> Directions
All entries are to be transcribed exactly. Pictures are not part of the copy.

> Data extract
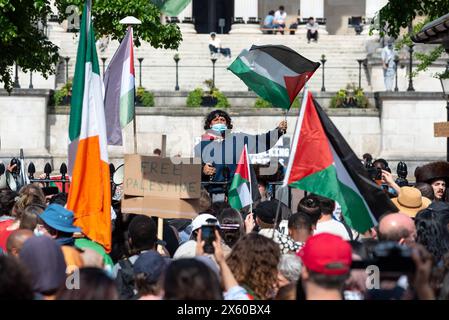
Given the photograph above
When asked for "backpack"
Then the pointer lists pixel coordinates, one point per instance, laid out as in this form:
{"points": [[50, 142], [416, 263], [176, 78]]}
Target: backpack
{"points": [[125, 280]]}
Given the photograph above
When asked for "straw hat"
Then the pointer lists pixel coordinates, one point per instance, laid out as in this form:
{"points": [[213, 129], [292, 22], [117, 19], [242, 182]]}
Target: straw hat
{"points": [[410, 201]]}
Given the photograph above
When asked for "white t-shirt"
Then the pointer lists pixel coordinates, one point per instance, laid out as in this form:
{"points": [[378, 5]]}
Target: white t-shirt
{"points": [[216, 43], [332, 227], [279, 17]]}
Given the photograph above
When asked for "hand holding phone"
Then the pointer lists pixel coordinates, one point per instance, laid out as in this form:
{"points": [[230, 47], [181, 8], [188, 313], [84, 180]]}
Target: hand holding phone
{"points": [[208, 237]]}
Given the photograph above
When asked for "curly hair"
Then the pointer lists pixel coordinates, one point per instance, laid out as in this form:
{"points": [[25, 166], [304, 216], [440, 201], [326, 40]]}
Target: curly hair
{"points": [[432, 232], [254, 262], [7, 201], [231, 218], [217, 113]]}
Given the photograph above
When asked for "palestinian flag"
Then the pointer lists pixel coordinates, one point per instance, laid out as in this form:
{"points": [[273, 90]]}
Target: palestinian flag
{"points": [[243, 190], [119, 85], [276, 73], [90, 191], [321, 162]]}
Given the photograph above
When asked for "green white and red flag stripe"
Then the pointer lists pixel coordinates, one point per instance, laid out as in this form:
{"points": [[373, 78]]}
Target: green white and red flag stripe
{"points": [[240, 192], [321, 162], [119, 81], [275, 72]]}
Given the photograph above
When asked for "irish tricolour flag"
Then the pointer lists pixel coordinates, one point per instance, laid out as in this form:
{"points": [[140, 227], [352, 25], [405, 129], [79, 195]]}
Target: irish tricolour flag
{"points": [[119, 82], [322, 162], [90, 190], [240, 192], [276, 73]]}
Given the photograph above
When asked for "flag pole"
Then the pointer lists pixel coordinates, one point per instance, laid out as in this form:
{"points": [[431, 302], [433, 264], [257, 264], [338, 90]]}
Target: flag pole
{"points": [[281, 191], [130, 21], [290, 161], [250, 182]]}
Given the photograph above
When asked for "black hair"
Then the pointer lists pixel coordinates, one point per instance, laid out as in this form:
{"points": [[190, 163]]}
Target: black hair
{"points": [[7, 201], [383, 164], [191, 279], [15, 282], [217, 113], [310, 205], [231, 216], [142, 232], [94, 284], [144, 287], [367, 157], [171, 238], [60, 198], [364, 248], [300, 220], [328, 281]]}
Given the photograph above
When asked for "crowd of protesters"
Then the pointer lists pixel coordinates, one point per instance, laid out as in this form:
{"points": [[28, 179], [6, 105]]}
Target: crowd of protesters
{"points": [[246, 256], [44, 256]]}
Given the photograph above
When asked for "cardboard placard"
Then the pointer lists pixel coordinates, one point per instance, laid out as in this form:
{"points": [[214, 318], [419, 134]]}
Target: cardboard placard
{"points": [[161, 207], [441, 129], [159, 177], [155, 186]]}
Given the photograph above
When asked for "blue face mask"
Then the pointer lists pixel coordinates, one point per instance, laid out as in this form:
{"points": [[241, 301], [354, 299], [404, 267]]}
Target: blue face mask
{"points": [[219, 127]]}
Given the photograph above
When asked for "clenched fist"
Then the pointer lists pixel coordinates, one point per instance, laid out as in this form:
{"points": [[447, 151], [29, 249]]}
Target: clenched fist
{"points": [[282, 126]]}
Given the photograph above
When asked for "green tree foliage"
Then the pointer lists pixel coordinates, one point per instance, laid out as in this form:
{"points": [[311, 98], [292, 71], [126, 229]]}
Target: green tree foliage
{"points": [[398, 14], [23, 41]]}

> Written response
Given the photograph above
When asked for "backpack"
Then the pointer lists pixel coordinates, one point per instance, laid out as in this form:
{"points": [[50, 142], [416, 263], [176, 78]]}
Target: backpack
{"points": [[125, 280]]}
Given the photograph above
When asked for "straw hat"
Then the pointer lists pixel coordinates, one point per instance, laid out as in this form:
{"points": [[213, 129], [292, 22], [117, 19], [242, 182]]}
Target: straw hat
{"points": [[410, 201]]}
Given the photograph above
When asked for "white t-shirt"
Then the pointer lists pixel coordinates, one point per instance, laid out as in this form:
{"points": [[378, 5]]}
Target: white t-shirt
{"points": [[216, 43], [332, 227], [279, 17]]}
Given the photograph above
When asked for "hand holding phone"
Then the pointer lists pixel coordinates, one point per instance, laid out as in this form:
{"points": [[230, 47], [181, 8], [188, 313], [84, 180]]}
Target: hand holding phone
{"points": [[208, 237]]}
Given the photograph above
When asked for "curly hair"
Then the pointer lists pixel coordinates, one point per instance, laid out as in this form:
{"points": [[25, 166], [304, 216], [440, 201], [326, 40]]}
Target: curly hair
{"points": [[432, 232], [254, 262], [7, 201], [231, 218], [217, 113]]}
Given the photograph above
When asked for "palestinian flag"
Then the pointer lists pixel coordinates, one point per instance, laid out as in this form:
{"points": [[273, 90]]}
Target: palestinian flag
{"points": [[243, 190], [119, 85], [276, 73], [90, 191], [321, 162]]}
Given the photograph above
When asked for "green white and red flag stripe"
Then the pointer lists pixel coordinates, one point per instance, laid out as in this form:
{"points": [[373, 78]]}
Target: green white and red flag stripe
{"points": [[240, 192], [321, 162], [119, 81], [275, 72]]}
Given the photograph above
When asked for "irish tricolour flag"
Then the pointer lists pixel coordinates, one point per instance, laid out as in this form:
{"points": [[140, 227], [352, 25], [405, 129], [79, 195]]}
Target: irish tricolour flag
{"points": [[119, 82], [322, 162], [90, 190], [240, 192], [276, 73]]}
Given the photograph above
When asked for "flag pole"
Then the pointer lists pixel coordinates, one point per instance, laid out as in this form:
{"points": [[431, 302], [433, 264], [257, 264], [338, 90]]}
Target: flag pole
{"points": [[281, 191], [130, 21], [290, 161], [250, 182]]}
Given the photograph above
When asked for "black hair"
Then the pointer lists pixel coordinates, one point per instance, laid out as in this form:
{"points": [[190, 163]]}
Target: black hair
{"points": [[7, 201], [383, 164], [191, 279], [15, 282], [217, 113], [310, 205], [231, 216], [142, 232], [94, 284], [144, 287], [367, 157], [171, 238], [60, 198], [364, 248], [300, 220], [328, 281]]}
Given the photograph above
When asked for "crowd of protesters"
Then the pointer lists pixel coordinates, one point per instance, laid out as in this form:
{"points": [[28, 179], [6, 105]]}
Target: crowd of protesters
{"points": [[246, 256], [44, 256]]}
Given the photograph above
When asked for "cardboard placard"
Then the pointer lists pixel coordinates, one point per instance, laid out as in this form:
{"points": [[214, 318], [419, 134]]}
Target: cardboard placard
{"points": [[161, 207], [441, 129], [159, 177], [155, 186]]}
Given the photograph above
When asked for "blue face mask"
Then the pointer lists pixel coordinates, one point per instance, laid out as in this form:
{"points": [[241, 301], [354, 299], [404, 267]]}
Target: blue face mask
{"points": [[219, 127]]}
Given the photograph above
When asked for "clenched fist"
Then the pointer lists pixel coordinates, one point per instance, laid out as in this form:
{"points": [[447, 151], [29, 249]]}
Target: clenched fist
{"points": [[282, 126]]}
Given the photograph above
When asked for "green tree foliage"
Then the pointer lists pixel coordinates, one point per instance, laid out as in this form:
{"points": [[311, 98], [292, 71], [126, 229]]}
Target: green tree foliage
{"points": [[398, 14], [23, 41]]}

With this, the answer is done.